• [Reading text]:
The question is how to flatten this out into a format suitable for a CSV file, to allow users to easily update the rules using Excel.
One approach would be to implement an expression DSL, but this gets a bit painful when the input space is cells in a spreadsheet or CSV file. There are also questions about encoding the order of evaluation.
Reverse Polish notation is a simple way to encode arbitrary mathematical formulas in a flat sequence. Here’s how to write the first example:
CONSTANT 1
GET_DATA /foo/bar/x
DIV
CONSTANT 10
MUL
This sequence of operations will do the following:
- Push 1 onto the stack.
- Get data from the URL, push onto the stack.
- Perform the divide operation (1.0 divided by the value we got from the URL), and push that onto the stack.
- Push 10 onto the stack.
- Multiply the result from step 3 by 10.
We might use the following format in a CSV file. The ORDER column ensures the correct sequencing of operations.
ID | OUTPUT_ID | ORDER | OP | CONST | DATA_SOURCE |
---|---|---|---|---|---|
KEY001 | RULE001 | 0 | CONSTANT | 1 | |
KEY002 | RULE001 | 1 | GET_DATA | /foo/bar/x | |
KEY003 | RULE001 | 2 | DIV | ||
KEY004 | RULE001 | 3 | CONSTANT | 10 | |
KEY005 | RULE001 | 4 | MUL |
And here is how to encode the second example:
ID | OUTPUT_ID | ORDER | OP | CONST | DATA_SOURCE |
---|---|---|---|---|---|
KEY0200 | RULE002 | 0 | CONSTANT | 1 | |
KEY0201 | RULE002 | 1 | GET_DATA | /foo/bar/x | |
KEY0202 | RULE002 | 2 | DIV | ||
KEY0203 | RULE002 | 3 | CONSTANT | 1 | |
KEY0204 | RULE002 | 4 | GET_DATA | /foo/bar/y | |
KEY0205 | RULE002 | 5 | DIV | ||
KEY0206 | RULE002 | 6 | PLUS | ||
KEY0207 | RULE002 | 7 | CONSTANT | 2 | |
KEY0208 | RULE002 | 8 | DIV |
Evaluating a sequence of operations is straightforward. Start with an empty stack (in Python, this is just a normal list). If the next operation is CONSTANT or GET_DATA, push the value onto the stack. Otherwise, an operation like PLUS will need two operands, so pop two things off the stack and then do that actual operation. As a bonus, we can render a normal mathematical expression as we go: instead of putting a floating point number onto the stack, put a string onto the stack.

• [Excerpted records]:

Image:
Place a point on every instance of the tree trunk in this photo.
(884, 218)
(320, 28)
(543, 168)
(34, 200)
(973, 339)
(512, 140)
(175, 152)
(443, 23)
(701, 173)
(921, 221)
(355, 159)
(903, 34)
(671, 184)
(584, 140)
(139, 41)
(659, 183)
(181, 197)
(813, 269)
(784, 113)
--
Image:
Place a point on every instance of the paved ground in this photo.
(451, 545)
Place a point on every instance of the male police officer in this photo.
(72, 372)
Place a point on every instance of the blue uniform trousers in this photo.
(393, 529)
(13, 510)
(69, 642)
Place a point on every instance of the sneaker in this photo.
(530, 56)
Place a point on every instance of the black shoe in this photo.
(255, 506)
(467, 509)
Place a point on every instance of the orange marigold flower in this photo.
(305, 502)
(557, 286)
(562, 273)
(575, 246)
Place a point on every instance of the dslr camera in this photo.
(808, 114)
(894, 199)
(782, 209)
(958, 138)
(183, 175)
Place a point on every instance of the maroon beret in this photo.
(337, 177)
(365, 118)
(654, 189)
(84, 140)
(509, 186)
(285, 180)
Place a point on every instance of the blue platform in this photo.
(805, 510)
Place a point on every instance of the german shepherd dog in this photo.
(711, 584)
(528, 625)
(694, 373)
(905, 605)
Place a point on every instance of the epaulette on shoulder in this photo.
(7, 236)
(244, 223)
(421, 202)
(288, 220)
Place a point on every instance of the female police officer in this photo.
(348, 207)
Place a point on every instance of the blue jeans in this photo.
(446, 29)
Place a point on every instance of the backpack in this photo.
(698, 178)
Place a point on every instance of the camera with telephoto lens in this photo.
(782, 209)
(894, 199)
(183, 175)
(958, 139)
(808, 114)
--
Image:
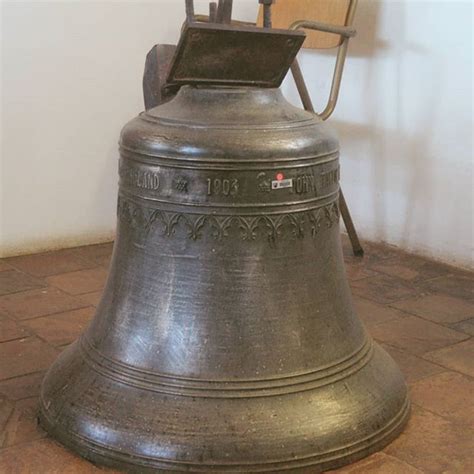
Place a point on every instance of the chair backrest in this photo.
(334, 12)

• [Required actions]:
(a) Write out the passage of the text on encoding rules for CSV files between "One approach would" and "1 onto the stack.", inclusive.
(b) Summarize the text on encoding rules for CSV files in two sentences.
(c) Carry on the text on encoding rules for CSV files from its last sentence.

• [Task-by-task answers]:
(a)
One approach would be to implement an expression DSL, but this gets a bit painful when the input space is cells in a spreadsheet or CSV file. There are also questions about encoding the order of evaluation.
Reverse Polish notation is a simple way to encode arbitrary mathematical formulas in a flat sequence. Here’s how to write the first example:
CONSTANT 1
GET_DATA /foo/bar/x
DIV
CONSTANT 10
MUL
This sequence of operations will do the following:
- Push 1 onto the stack.

(b) The text proposes reverse Polish notation, rather than an expression DSL, as a simple way to flatten formulas into a CSV format that users can edit in Excel. Each operation becomes a row whose ORDER column fixes the sequence, and evaluation uses a stack: CONSTANT and GET_DATA push a value, while an operation like PLUS pops two operands and performs the operation.

(c)
Here is the entire evaluator:
def eval_rule(rule):
s = []
expr = []
for (_, x) in rule.sort_values('ORDER').iterrows():
op = x['OP']
if op == 'GET_DATA':
s.append(x['GET_DATA'])
expr.append('(GET_DATA: ' + str(x['DATA_SOURCE']) + ')')
elif op == 'CONSTANT':
s.append(x['CONST'])
expr.append(str(x['CONST']))
elif op == 'MUL':
b = s.pop()
a = s.pop()
s.append(a*b)
b2 = expr.pop()
a2 = expr.pop()
expr.append('(' + a2 + '*' + b2 + ')')
elif op == 'PLUS':
b = s.pop()
a = s.pop()
s.append(a+b)
b2 = expr.pop()
a2 = expr.pop()
expr.append('(' + a2 + '+' + b2 + ')')
elif op == 'MINUS':
b = s.pop()
a = s.pop()
s.append(a-b)
b2 = expr.pop()
a2 = expr.pop()
expr.append('(' + a2 + '-' + b2 + ')')
elif op == 'DIV':
denominator = s.pop()
numerator = s.pop()
s.append(numerator/denominator)
denominator2 = expr.pop()
numerator2 = expr.pop()
expr.append('(' + numerator2 + '/' + denominator2 + ')')
else:
raise ValueError('Unknown operator: ' + op)
if len(s) != 1:
raise ValueError('Expected one item on the evaluation stack, but found: ' + str(s))
if len(expr) != 1:
raise ValueError('Expected one item on the expression stack, but found: ' + str(expr))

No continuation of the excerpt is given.